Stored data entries
= = = = = = =

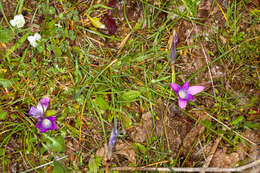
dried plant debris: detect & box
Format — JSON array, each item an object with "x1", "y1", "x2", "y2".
[{"x1": 131, "y1": 112, "x2": 153, "y2": 143}]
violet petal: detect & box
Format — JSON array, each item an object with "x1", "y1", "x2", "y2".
[
  {"x1": 188, "y1": 86, "x2": 205, "y2": 95},
  {"x1": 181, "y1": 81, "x2": 189, "y2": 90},
  {"x1": 170, "y1": 83, "x2": 181, "y2": 93},
  {"x1": 186, "y1": 93, "x2": 194, "y2": 101},
  {"x1": 107, "y1": 0, "x2": 117, "y2": 8},
  {"x1": 47, "y1": 117, "x2": 58, "y2": 130},
  {"x1": 37, "y1": 97, "x2": 50, "y2": 113},
  {"x1": 105, "y1": 15, "x2": 117, "y2": 35},
  {"x1": 171, "y1": 31, "x2": 178, "y2": 63},
  {"x1": 179, "y1": 98, "x2": 187, "y2": 109},
  {"x1": 29, "y1": 106, "x2": 43, "y2": 119},
  {"x1": 108, "y1": 128, "x2": 119, "y2": 148}
]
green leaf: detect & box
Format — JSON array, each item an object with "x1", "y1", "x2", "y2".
[
  {"x1": 45, "y1": 134, "x2": 66, "y2": 153},
  {"x1": 52, "y1": 161, "x2": 70, "y2": 173},
  {"x1": 0, "y1": 110, "x2": 8, "y2": 120},
  {"x1": 0, "y1": 29, "x2": 14, "y2": 43},
  {"x1": 121, "y1": 90, "x2": 141, "y2": 102}
]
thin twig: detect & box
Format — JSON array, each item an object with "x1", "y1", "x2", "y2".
[
  {"x1": 22, "y1": 156, "x2": 68, "y2": 173},
  {"x1": 111, "y1": 159, "x2": 260, "y2": 172}
]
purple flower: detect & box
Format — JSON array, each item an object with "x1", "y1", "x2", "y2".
[
  {"x1": 171, "y1": 31, "x2": 178, "y2": 63},
  {"x1": 36, "y1": 117, "x2": 57, "y2": 133},
  {"x1": 29, "y1": 97, "x2": 57, "y2": 133},
  {"x1": 108, "y1": 127, "x2": 119, "y2": 149},
  {"x1": 170, "y1": 81, "x2": 205, "y2": 109},
  {"x1": 105, "y1": 15, "x2": 117, "y2": 35},
  {"x1": 107, "y1": 123, "x2": 120, "y2": 160}
]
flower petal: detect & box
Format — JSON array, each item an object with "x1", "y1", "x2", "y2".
[
  {"x1": 188, "y1": 86, "x2": 205, "y2": 95},
  {"x1": 29, "y1": 106, "x2": 43, "y2": 119},
  {"x1": 10, "y1": 19, "x2": 15, "y2": 26},
  {"x1": 37, "y1": 97, "x2": 50, "y2": 113},
  {"x1": 36, "y1": 117, "x2": 58, "y2": 133},
  {"x1": 181, "y1": 81, "x2": 189, "y2": 90},
  {"x1": 35, "y1": 119, "x2": 42, "y2": 130},
  {"x1": 47, "y1": 117, "x2": 58, "y2": 130},
  {"x1": 170, "y1": 83, "x2": 181, "y2": 93},
  {"x1": 179, "y1": 98, "x2": 187, "y2": 109}
]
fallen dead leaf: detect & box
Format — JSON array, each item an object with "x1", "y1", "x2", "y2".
[{"x1": 210, "y1": 147, "x2": 240, "y2": 168}]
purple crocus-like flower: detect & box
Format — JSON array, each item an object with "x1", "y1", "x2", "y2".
[
  {"x1": 170, "y1": 81, "x2": 205, "y2": 109},
  {"x1": 108, "y1": 127, "x2": 119, "y2": 149},
  {"x1": 171, "y1": 31, "x2": 178, "y2": 63},
  {"x1": 29, "y1": 97, "x2": 57, "y2": 133}
]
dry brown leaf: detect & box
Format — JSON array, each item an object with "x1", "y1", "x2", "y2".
[
  {"x1": 183, "y1": 111, "x2": 209, "y2": 154},
  {"x1": 210, "y1": 147, "x2": 240, "y2": 168}
]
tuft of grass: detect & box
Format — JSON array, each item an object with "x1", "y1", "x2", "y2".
[{"x1": 0, "y1": 0, "x2": 260, "y2": 172}]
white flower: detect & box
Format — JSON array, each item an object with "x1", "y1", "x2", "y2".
[
  {"x1": 10, "y1": 14, "x2": 25, "y2": 28},
  {"x1": 27, "y1": 33, "x2": 41, "y2": 47}
]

= = = = = = =

Can you return all of the data above word for word, with the pictures left out?

Answer to the problem →
dried plant debris: detect & box
Format — JSON array, each item an object with "x1", "y1", "x2", "y2".
[{"x1": 131, "y1": 112, "x2": 153, "y2": 143}]
violet petal: detect & box
Format — JSON array, each item an object with "x1", "y1", "x2", "y2".
[
  {"x1": 188, "y1": 86, "x2": 205, "y2": 95},
  {"x1": 181, "y1": 81, "x2": 189, "y2": 90},
  {"x1": 170, "y1": 83, "x2": 181, "y2": 93},
  {"x1": 186, "y1": 93, "x2": 194, "y2": 101},
  {"x1": 107, "y1": 0, "x2": 117, "y2": 8},
  {"x1": 47, "y1": 117, "x2": 58, "y2": 130},
  {"x1": 37, "y1": 97, "x2": 50, "y2": 113},
  {"x1": 105, "y1": 15, "x2": 117, "y2": 35},
  {"x1": 171, "y1": 31, "x2": 178, "y2": 63},
  {"x1": 179, "y1": 98, "x2": 187, "y2": 109},
  {"x1": 29, "y1": 106, "x2": 43, "y2": 119},
  {"x1": 108, "y1": 128, "x2": 119, "y2": 148}
]
green leaf: detect & box
Format — JSON array, each item an object with "x1", "y1", "x2", "y2".
[
  {"x1": 45, "y1": 134, "x2": 66, "y2": 153},
  {"x1": 52, "y1": 161, "x2": 70, "y2": 173},
  {"x1": 0, "y1": 110, "x2": 8, "y2": 120},
  {"x1": 0, "y1": 29, "x2": 14, "y2": 43},
  {"x1": 121, "y1": 90, "x2": 141, "y2": 102}
]
thin twig: detect & box
Format — JSON array, each item an object with "x1", "y1", "x2", "y2".
[
  {"x1": 22, "y1": 156, "x2": 68, "y2": 173},
  {"x1": 111, "y1": 159, "x2": 260, "y2": 172}
]
purple flower: detect & box
Format — JSON array, each item an object with "x1", "y1", "x2", "y2".
[
  {"x1": 171, "y1": 31, "x2": 178, "y2": 63},
  {"x1": 36, "y1": 117, "x2": 57, "y2": 133},
  {"x1": 29, "y1": 97, "x2": 57, "y2": 133},
  {"x1": 108, "y1": 127, "x2": 119, "y2": 149},
  {"x1": 170, "y1": 81, "x2": 205, "y2": 109},
  {"x1": 105, "y1": 15, "x2": 117, "y2": 35},
  {"x1": 107, "y1": 123, "x2": 120, "y2": 160}
]
flower petal: detect & box
Format — JSON array, each item an object with "x1", "y1", "x2", "y2".
[
  {"x1": 188, "y1": 86, "x2": 205, "y2": 95},
  {"x1": 29, "y1": 106, "x2": 43, "y2": 119},
  {"x1": 10, "y1": 19, "x2": 15, "y2": 26},
  {"x1": 37, "y1": 97, "x2": 50, "y2": 113},
  {"x1": 36, "y1": 117, "x2": 58, "y2": 133},
  {"x1": 181, "y1": 81, "x2": 189, "y2": 90},
  {"x1": 35, "y1": 119, "x2": 42, "y2": 130},
  {"x1": 47, "y1": 117, "x2": 58, "y2": 130},
  {"x1": 170, "y1": 83, "x2": 181, "y2": 93},
  {"x1": 179, "y1": 98, "x2": 187, "y2": 109}
]
fallen dead leaf: detect & box
Format — JSON array, each item an object with "x1", "y1", "x2", "y2".
[{"x1": 210, "y1": 147, "x2": 240, "y2": 168}]
purple crocus-like flower: detect & box
Format — JSON array, each item an object with "x1", "y1", "x2", "y2".
[
  {"x1": 170, "y1": 81, "x2": 205, "y2": 109},
  {"x1": 108, "y1": 127, "x2": 119, "y2": 149},
  {"x1": 171, "y1": 31, "x2": 178, "y2": 63},
  {"x1": 29, "y1": 97, "x2": 57, "y2": 133}
]
dry brown leaf: detect & box
Format — JSON array, each item an object with "x1", "y1", "x2", "y2".
[
  {"x1": 183, "y1": 111, "x2": 209, "y2": 154},
  {"x1": 210, "y1": 147, "x2": 240, "y2": 168}
]
tuft of grass: detect & box
Format — JSON array, each item an object with "x1", "y1", "x2", "y2".
[{"x1": 0, "y1": 0, "x2": 260, "y2": 172}]
white flower: detect & box
Format — JSON array, each item an object with "x1", "y1", "x2", "y2".
[
  {"x1": 10, "y1": 14, "x2": 25, "y2": 28},
  {"x1": 27, "y1": 33, "x2": 41, "y2": 47}
]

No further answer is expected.